__What you should do__
Please give the listing again in its entirety, exactly as written.

__Records provided__
= = = =
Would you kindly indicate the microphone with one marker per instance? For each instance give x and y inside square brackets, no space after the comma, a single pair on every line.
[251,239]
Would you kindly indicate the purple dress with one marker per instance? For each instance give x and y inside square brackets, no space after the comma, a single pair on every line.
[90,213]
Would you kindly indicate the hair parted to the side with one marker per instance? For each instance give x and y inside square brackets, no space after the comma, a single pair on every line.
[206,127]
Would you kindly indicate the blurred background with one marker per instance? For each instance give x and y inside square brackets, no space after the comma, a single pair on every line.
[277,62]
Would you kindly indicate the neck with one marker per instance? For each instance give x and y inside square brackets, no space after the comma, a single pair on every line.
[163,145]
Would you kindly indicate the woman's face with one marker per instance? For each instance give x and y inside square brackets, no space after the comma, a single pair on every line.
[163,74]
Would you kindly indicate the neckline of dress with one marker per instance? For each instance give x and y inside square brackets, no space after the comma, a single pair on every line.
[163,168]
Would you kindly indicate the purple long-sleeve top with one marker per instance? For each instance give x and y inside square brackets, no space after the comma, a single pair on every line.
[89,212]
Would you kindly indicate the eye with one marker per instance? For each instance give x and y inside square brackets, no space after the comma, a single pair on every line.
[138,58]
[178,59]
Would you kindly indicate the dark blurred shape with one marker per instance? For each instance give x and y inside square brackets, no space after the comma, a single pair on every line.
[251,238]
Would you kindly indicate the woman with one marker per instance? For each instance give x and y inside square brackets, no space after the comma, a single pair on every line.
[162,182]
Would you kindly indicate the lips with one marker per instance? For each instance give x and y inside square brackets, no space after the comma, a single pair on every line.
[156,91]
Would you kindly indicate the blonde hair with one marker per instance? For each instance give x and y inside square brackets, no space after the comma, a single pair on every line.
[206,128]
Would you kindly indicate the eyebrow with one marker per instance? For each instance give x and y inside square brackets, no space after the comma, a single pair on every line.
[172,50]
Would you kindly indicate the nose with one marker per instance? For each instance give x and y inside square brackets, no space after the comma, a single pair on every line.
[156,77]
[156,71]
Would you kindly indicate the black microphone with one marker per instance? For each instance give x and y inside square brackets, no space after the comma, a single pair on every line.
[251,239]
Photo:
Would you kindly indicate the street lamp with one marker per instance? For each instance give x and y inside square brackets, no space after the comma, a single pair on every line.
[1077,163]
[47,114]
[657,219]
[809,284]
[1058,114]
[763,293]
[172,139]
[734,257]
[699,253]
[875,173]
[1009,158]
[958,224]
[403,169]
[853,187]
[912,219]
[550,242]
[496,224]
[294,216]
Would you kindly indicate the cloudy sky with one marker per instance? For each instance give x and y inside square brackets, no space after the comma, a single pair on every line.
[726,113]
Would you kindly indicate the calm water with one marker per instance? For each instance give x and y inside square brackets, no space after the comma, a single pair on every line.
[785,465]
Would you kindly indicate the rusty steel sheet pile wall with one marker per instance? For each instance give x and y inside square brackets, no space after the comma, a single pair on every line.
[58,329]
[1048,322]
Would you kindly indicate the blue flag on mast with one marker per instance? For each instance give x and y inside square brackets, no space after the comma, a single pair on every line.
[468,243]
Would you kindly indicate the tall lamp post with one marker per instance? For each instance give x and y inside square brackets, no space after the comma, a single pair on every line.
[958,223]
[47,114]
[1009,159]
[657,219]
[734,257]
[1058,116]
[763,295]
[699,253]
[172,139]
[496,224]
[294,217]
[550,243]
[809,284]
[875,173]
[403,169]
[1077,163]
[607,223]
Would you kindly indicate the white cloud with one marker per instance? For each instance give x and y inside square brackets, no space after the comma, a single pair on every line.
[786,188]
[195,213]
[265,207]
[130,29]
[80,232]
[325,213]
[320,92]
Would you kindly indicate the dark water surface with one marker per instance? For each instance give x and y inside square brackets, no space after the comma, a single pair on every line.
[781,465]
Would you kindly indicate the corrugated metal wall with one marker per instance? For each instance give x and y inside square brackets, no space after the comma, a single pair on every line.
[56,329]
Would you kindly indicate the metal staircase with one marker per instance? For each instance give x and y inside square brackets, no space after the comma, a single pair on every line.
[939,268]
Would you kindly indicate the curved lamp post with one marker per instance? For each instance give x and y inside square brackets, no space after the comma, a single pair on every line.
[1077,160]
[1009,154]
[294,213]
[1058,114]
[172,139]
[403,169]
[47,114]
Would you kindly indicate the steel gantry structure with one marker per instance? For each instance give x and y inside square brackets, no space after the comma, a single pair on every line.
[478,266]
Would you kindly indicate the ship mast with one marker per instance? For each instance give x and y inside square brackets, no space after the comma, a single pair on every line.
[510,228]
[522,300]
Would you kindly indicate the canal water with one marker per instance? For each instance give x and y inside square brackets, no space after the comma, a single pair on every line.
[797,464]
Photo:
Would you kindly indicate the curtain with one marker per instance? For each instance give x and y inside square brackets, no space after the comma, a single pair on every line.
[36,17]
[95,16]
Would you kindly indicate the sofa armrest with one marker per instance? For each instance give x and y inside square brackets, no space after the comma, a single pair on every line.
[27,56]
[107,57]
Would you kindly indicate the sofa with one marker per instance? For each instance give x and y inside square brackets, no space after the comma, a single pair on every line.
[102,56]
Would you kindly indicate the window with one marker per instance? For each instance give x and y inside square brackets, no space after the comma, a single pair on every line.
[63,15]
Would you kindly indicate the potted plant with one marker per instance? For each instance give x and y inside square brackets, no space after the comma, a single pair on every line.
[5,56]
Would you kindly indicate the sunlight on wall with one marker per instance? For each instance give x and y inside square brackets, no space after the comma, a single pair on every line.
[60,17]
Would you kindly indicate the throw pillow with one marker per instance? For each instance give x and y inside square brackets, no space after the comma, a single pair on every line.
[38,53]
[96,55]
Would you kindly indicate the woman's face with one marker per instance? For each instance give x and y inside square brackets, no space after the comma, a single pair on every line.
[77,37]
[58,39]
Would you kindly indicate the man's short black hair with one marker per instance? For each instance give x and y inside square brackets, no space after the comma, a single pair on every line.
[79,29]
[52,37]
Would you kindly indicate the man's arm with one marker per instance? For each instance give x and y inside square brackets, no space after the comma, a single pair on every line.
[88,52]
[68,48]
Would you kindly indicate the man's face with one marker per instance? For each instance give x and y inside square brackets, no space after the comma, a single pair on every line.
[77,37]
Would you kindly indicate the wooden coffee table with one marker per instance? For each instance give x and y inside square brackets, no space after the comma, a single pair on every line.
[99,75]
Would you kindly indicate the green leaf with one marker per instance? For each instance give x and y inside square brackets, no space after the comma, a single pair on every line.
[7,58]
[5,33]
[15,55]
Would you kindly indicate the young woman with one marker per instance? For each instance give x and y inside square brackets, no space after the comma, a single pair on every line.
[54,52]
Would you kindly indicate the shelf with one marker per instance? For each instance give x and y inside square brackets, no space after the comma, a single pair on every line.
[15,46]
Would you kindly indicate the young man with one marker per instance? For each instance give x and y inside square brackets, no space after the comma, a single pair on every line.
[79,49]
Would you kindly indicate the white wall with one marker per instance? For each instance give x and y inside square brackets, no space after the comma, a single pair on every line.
= = = =
__Task response__
Would you kindly indicate the microphone with one marker per instance? For each instance give x and y inside square brackets, no space after the comma, a single pair on every line.
[251,239]
Would you kindly indicate the purple dress with one marker per instance? For each instance give x and y inside square brackets, no space after the comma, a single pair on every line.
[90,213]
Would you kindly indicate the hair parted to the side with one marker per instance? For each instance give x and y inside square brackets, no space after the comma, a single pair on every line.
[206,127]
Would you kindly indicate the blurred background with one marker per instance? For each instance give x and y inside square brackets, no space after the comma, a single pair on every line.
[277,62]
Would you kindly indicate the neck with one marker per instance? For each instance give x and y inside square brackets, no space after the comma, a single pair on every line.
[163,145]
Would you kindly indicate the woman's face with one marker per instance? For each instance give x and y inside square brackets, no space after the comma, a single pair on every line.
[163,74]
Would you kindly indicate the neckline of dress with one marker per instance? For each instance give x and y inside square brackets, no space after the comma, a single pair on every line.
[163,168]
Would you kindly indicate the purple long-sleeve top with one marker per instance? For each instance give x and y inside square brackets, no space after the comma, a single pair on every line.
[89,212]
Would you kindly indicate the eye with one marker per instance? For each instance give x and y inside square brackets, no space after the comma, a single pair on every line.
[138,58]
[178,59]
Would you kindly indicate the dark blurred shape with one marker per instance? For each instance give x and y inside square brackets, no space after the comma, a single pair on every line.
[251,238]
Would you kindly indicate the woman with one marker per instance? For each instance give x and y inside square brackets, no space after the comma, a single pair on every line.
[162,182]
Would you kindly indicate the lips with one marker per instance? For each instance give x and y inside square brackets, no space after the comma, a single pair on every line.
[156,91]
Would you kindly indicate the blonde hair with one marker per instance? For each instance give x and y inside square brackets, no space after the comma, a single pair on every line.
[206,128]
Would you kindly indicate the eyebrow with one marker per instance? For each instance give x and y inside square brackets, no space after the comma, a single pair on every line.
[172,50]
Would you kindly indicate the nose with one marker per instance? For each instance give x and y inside square brackets, no space after the comma, a single pair on every line.
[156,77]
[156,71]
Would you kindly indicate the black microphone with one marker per instance? For each instance give x and y inside square brackets, no space after the comma, a single pair on every line.
[251,239]
Photo:
Would you kindly indicate the street lamp with one marker per instance? For each instance give x and y inside square brackets, no space after the comma, a single pair on every line.
[1077,163]
[47,114]
[657,219]
[809,284]
[1058,114]
[763,293]
[172,139]
[734,257]
[699,253]
[875,173]
[1009,158]
[958,224]
[403,169]
[853,187]
[912,219]
[550,242]
[496,224]
[294,216]
Would you kindly indicate the cloudy sky with one marker per instance? For each instance give x and y inside square brackets, no space after the comma, a single pair on every line.
[726,113]
Would you kindly indicate the calm water with one marker per instance? For each instance give x and y inside square brackets, no space after the comma, a single pair on every line.
[785,465]
Would you kindly indicate the rusty steel sheet pile wall with one marker per instance? For each instance give x and y inside square brackets, no space after the comma, a single pair on every line.
[58,329]
[1048,322]
Would you kindly indicate the blue flag on mast with one marker per instance? For each instance give x and y inside square brackets, no space after the comma, a single pair on every line.
[468,243]
Would you kindly indicate the tall lamp post with one marker per instance? For each instance give x and y inside square brackets, no space after the comma, a single pair on every line.
[958,223]
[47,114]
[1009,159]
[657,219]
[734,257]
[1058,116]
[763,295]
[699,253]
[172,139]
[496,224]
[294,217]
[550,243]
[809,284]
[875,173]
[403,169]
[1077,163]
[607,223]
Would you kindly indicate the white cloud with one marker per instance? For each instance give x and y inside square brackets, no space after the comma, a single pair on every line.
[786,188]
[195,213]
[265,207]
[130,29]
[80,232]
[325,213]
[320,92]
Would you kindly indicate the dark water surface with one marker per instance? For each instance give x and y inside square brackets, no space after the comma, a single pair on every line.
[781,465]
Would you kindly indicate the corrugated metal wall with one marker per instance? For each instance give x and y inside square brackets, no space after the comma, a single pair on every line.
[56,329]
Would you kindly indicate the metal staircase with one marker per instance? For each instance give x and y inside square brackets, no space after the comma, a single pair on every line.
[939,268]
Would you kindly indicate the curved lamp post with one marker per instance? For each instance give x and y inside square brackets, no space after the comma, a single pair on every line.
[1077,160]
[1009,154]
[294,213]
[1058,114]
[172,139]
[403,169]
[47,114]
Would you kindly indicate the steel gantry structure with one marker per instance? For each instance give x and y inside square brackets, no space after the comma, a single pair on every line.
[478,266]
Would you kindly indicate the ship mast with one marker per instance? For each instance give x and y inside square brackets, no space after the comma, a single pair on every line.
[510,228]
[522,300]
Would you kindly indicate the canal water with one marker per instance? For each instance give x and y inside square brackets, no space after the comma, a single pair on every line.
[797,464]
Photo:
Would you kindly indicate the curtain with one marker per instance? For each instance give x and y inside square brackets, no space after the comma, a single pair on every line.
[36,17]
[95,16]
Would you kindly indicate the sofa armrest with one marker per instance? For each instance give x and y inside square brackets, no space after the comma, a single pair on every line.
[27,56]
[107,57]
Would you kindly indicate the sofa with one marker per instance? For each instance give x and y inside square brackets, no space after the comma, a single pair on every line.
[102,56]
Would you kindly indicate the window with one marker per instance? For each instance give x and y inside square brackets, no space after the comma, a single pair on every line.
[63,15]
Would you kindly indicate the potted plant with one marker per instance? For each instance give x and y inside square brackets, no space after the comma, a single pair on every line.
[5,56]
Would you kindly indicate the sunlight on wall with one marker per instance? For each instance give x and y inside square brackets, no space after the comma, a single pair on every line.
[60,17]
Would you kindly indicate the throw pillow with one marker per instance? For each instance give x and y inside square brackets, no space after the comma, a single pair on every line.
[38,53]
[96,55]
Would you kindly indicate the woman's face with one marker per instance? For each instance give x and y inside square brackets, no space after the comma, a single pair on every line.
[77,37]
[58,39]
Would you kindly indicate the man's short black hair with one marker per instance? For each instance give x and y inside square brackets, no space after the comma, a single pair on every line.
[79,29]
[52,37]
Would you kindly indicate the man's arm with one marker per instance? For each instance give x and y inside square brackets, no space after the comma, a single pair on every line.
[88,52]
[68,48]
Would you kindly indicate the man's face with one marker per instance? For each instance give x and y inside square brackets, no space after the comma, a single pair on every line.
[77,37]
Would you kindly indicate the wooden coffee table with one marker per instance? For each instance give x and y inside square brackets, no space after the comma, a single pair on every line.
[99,75]
Would you kindly indicate the green leaf with one marker per instance? For each instance give x and y inside square brackets, no space after the comma, a single pair on every line.
[7,58]
[5,33]
[15,55]
Would you kindly indicate the young woman with one marker per instance? For each instance give x and y inside square brackets, no space after the comma, a single pair on every line.
[54,52]
Would you kindly indicate the shelf with one marker per instance? For each instance give x and y inside square brackets, no space after the comma, a single pair on every line.
[15,46]
Would you kindly indicate the young man with one marker per instance? For each instance give x and y inside square brackets, no space after the comma, a single pair on every line.
[79,49]
Would you kindly indicate the white wall with one marker per instance? For each instance give x and y inside square brackets, no space after the comma, a single pair on every line.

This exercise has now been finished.